TEXTO PROPORCIONADO
•••

Materiales para una pesadilla, novela de Juan Mattio publicada en 2021 y reeditada ahora por Caja Negra, es un relato de ciencia ficción y un thriller político pero también una aguda exploración sobre el lenguaje y los dispositivos de poder, una elaboración del trauma social que dejó la última dictadura desde la literatura de género, una indagación sobre el estatus de realidad en el mundo digital, una pregunta sobre cómo será el manejo de la muerte en estos nuevos escenarios y una reflexión sobre los sistemas de control social. Una de las claves de ese control son las palabras. Todos los días tecleamos palabras para encontrar datos, acceder a información (o sumergirnos en la desinformación), comprar cosas e incluso para generar vínculos. Y esas palabras, como por arte de magia (o de código), alimentan y educan el algoritmo para que sepa qué mostrarnos y qué no en función de lo que amamos y despreciamos.

Al inicio hay dos pistas claves sobre la estructura y el espíritu de la novela: Mattio cita una frase de Ricardo Piglia y un fragmento del célebre Libro de los pasajes, de Walter Benjamin: "Método de este trabajo: montaje literario. No tengo nada que decir. Solo que mostrar. No hurtaré nada valioso, ni me apropiaré de ninguna formulación profunda. Pero los harapos, los deshechos, esos no los quiero inventariar, sino dejarles alcanzar su derecho de la única manera posible: empleándolos". El autor elige el montaje para contar esta historia y divide su novela en cuatro partes que van alternando dos líneas de tiempo diferentes.

En la sección titulada "Materiales" el foco está puesto en el relato de Keiner, un hombre que quiere honrar la herencia legada por la mujer que amó escribiendo un libro sobre un trabajo inconcluso. Katy, investigadora ciega de la Biblioteca Nacional, le deja bastante información sobre el tema que los obsesiona: Hermes, un sistema de escuchas desarrollado durante la dictadura argentina de 1976 capaz de detectar palabras disidentes en conversaciones telefónicas. En la sección titulada "La isla de los muertos" se narra la historia de Haruka, una programadora japonesa que en 2036 (el pasado en la línea cronológica de la novela) pasó a la clandestinidad después de crear un territorio llamado Die Toteninsel, la ciudad fantasma donde se puede interactuar con los muertos que dejaron rastros en sus avatares, "una zona gemela y encantada del Treffen" (esa nueva "aldea global" de las sociedades postgeográficas).

•••

Datos extraídos de una colección

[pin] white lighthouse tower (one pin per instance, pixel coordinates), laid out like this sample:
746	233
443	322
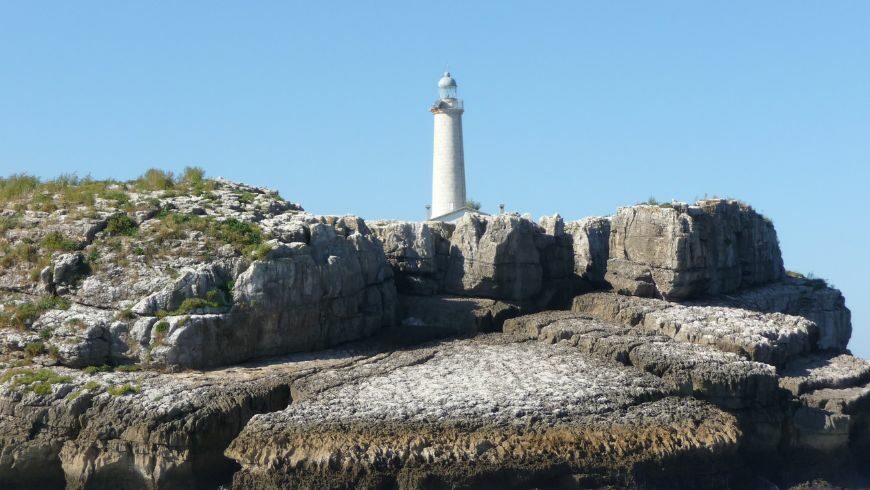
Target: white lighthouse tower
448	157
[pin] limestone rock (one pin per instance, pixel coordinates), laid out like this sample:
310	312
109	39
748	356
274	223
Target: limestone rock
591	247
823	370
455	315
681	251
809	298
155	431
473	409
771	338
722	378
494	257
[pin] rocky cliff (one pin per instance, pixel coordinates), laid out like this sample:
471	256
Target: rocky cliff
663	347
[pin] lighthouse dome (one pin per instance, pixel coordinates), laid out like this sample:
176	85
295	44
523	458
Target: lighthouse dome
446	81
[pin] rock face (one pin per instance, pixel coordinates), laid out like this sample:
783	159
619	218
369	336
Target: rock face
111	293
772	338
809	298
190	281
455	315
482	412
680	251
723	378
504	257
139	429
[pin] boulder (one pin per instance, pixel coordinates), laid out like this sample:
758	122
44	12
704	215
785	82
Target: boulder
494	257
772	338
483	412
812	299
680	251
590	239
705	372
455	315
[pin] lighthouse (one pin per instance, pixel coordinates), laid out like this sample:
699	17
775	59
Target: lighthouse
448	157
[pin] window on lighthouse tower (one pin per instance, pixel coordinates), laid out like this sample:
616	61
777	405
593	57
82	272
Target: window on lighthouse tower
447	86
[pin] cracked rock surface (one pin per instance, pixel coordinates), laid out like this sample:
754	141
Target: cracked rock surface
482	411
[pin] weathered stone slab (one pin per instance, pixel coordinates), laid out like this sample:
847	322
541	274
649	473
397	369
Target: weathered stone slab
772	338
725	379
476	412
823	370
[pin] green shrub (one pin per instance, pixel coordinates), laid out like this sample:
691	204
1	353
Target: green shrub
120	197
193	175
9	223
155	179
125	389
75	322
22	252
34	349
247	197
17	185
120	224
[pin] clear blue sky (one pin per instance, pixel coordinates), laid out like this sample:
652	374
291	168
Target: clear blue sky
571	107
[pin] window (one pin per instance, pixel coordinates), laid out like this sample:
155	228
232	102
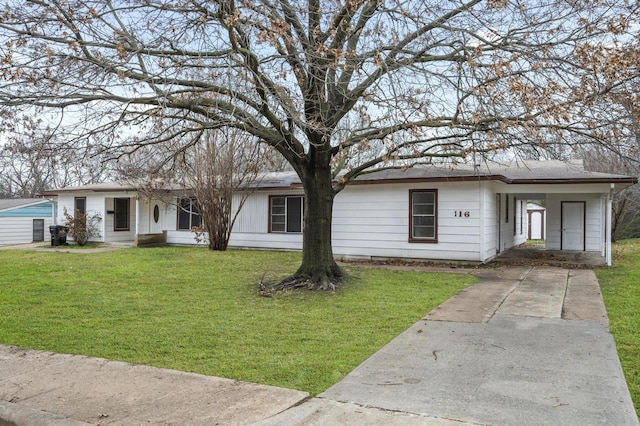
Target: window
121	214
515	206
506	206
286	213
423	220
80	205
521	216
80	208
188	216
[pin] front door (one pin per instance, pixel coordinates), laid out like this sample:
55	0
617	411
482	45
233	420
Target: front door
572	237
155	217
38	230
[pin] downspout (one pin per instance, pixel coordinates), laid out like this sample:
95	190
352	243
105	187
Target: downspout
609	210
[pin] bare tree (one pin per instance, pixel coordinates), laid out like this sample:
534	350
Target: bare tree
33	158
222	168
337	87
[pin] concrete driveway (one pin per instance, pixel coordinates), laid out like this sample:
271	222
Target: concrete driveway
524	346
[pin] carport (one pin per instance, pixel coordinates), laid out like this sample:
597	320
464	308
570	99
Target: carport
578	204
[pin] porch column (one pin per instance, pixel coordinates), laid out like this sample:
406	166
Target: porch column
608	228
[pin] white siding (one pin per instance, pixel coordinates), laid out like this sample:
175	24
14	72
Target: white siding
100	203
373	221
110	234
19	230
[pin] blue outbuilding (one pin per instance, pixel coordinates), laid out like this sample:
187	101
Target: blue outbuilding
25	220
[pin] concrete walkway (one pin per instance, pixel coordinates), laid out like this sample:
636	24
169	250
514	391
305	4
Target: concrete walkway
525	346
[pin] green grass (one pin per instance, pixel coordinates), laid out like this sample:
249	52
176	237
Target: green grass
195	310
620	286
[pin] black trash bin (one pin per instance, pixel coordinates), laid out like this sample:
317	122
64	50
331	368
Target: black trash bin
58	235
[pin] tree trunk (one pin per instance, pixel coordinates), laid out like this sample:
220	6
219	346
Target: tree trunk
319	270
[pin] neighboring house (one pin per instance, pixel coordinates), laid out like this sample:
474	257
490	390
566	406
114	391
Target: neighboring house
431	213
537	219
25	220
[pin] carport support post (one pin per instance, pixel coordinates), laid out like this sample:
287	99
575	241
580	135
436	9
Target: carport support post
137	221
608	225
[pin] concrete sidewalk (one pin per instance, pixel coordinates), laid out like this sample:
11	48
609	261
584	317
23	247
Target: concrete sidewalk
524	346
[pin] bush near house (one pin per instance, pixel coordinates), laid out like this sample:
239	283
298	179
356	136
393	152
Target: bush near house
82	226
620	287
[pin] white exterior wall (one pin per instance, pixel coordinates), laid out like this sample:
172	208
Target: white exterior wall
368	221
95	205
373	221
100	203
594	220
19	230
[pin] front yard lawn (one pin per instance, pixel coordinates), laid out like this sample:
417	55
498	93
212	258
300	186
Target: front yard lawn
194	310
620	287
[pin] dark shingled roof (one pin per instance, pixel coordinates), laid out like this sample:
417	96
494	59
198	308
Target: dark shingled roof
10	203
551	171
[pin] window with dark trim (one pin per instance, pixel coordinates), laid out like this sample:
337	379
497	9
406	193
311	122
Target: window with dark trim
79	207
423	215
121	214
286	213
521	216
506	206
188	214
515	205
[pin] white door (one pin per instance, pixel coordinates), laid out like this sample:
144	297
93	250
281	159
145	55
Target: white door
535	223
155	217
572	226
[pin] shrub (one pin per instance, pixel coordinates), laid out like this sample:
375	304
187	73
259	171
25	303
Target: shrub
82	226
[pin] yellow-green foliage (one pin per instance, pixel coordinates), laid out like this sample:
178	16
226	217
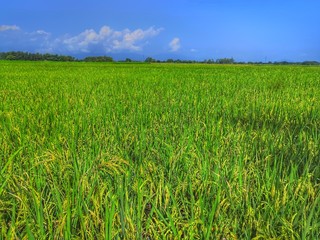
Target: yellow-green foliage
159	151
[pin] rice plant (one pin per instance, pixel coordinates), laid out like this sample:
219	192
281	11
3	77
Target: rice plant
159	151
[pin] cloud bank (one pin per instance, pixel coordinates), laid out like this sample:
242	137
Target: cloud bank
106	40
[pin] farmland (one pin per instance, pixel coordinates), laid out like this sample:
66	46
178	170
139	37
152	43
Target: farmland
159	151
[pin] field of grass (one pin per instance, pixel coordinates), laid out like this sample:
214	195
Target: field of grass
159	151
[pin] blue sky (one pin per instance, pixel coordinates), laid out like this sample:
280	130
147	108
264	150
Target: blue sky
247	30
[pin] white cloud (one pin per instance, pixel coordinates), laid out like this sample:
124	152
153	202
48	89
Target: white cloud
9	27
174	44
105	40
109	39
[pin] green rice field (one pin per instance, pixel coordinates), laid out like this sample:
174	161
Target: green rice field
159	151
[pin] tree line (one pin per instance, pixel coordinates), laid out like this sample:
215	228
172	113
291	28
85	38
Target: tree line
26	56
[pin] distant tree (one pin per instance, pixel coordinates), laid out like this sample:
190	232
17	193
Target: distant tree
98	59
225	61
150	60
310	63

•••

LISTA DE TAREAS
[1] Nombra a todos los personajes de la novela que aparecen en el texto sobre Materiales para una pesadilla.
[2] Resume en dos oraciones el texto sobre Materiales para una pesadilla.
[3] Continúa el texto sobre Materiales para una pesadilla a partir de su última oración.
Los registros no guardan relación con el texto.

RESPUESTAS DADAS
[1] Keiner, Katy y Haruka.

[2] Materiales para una pesadilla, novela de Juan Mattio reeditada por Caja Negra, es un relato de ciencia ficción y un thriller político que reflexiona sobre el lenguaje, los dispositivos de poder y los sistemas de control social, en los que las palabras son una clave. Construida mediante el montaje, alterna dos líneas de tiempo: la de Keiner, que quiere escribir un libro y recibe de Katy información sobre Hermes, un sistema de escuchas de la dictadura de 1976, y la de Haruka, una programadora que creó Die Toteninsel, una ciudad fantasma donde se puede interactuar con los muertos.

[3]
¿Qué pasaría si la tecnología les permitiera a los humanos saltearse la etapa del duelo y reencontrarse con los muertos en un entorno virtual? ¿Qué efectos generaría sobre los cuerpos, el lenguaje y la comunicación? Die Toteninsel es un invento fuera de control, una zona que escapó de las manos de su creadora. La denominada Escuela Argentina, equipo multidisciplinario que en los 70 se unió a los Servicios de Inteligencia del Estado para crear una máquina capaz de perseguir la disidencia del lenguaje, estaba integrada por escritores que perseguían la censura, el terror, la muerte. Mattio fusiona de manera inteligente esas dos líneas y hace dialogar a los intelectuales de los 70 con los ingenieros y hackers de 2036, donde ya no hacen falta máquinas que detecten palabras "peligrosas" porque, en su lugar, hay bots capaces de leer el pensamiento y anticiparse a cualquier acción.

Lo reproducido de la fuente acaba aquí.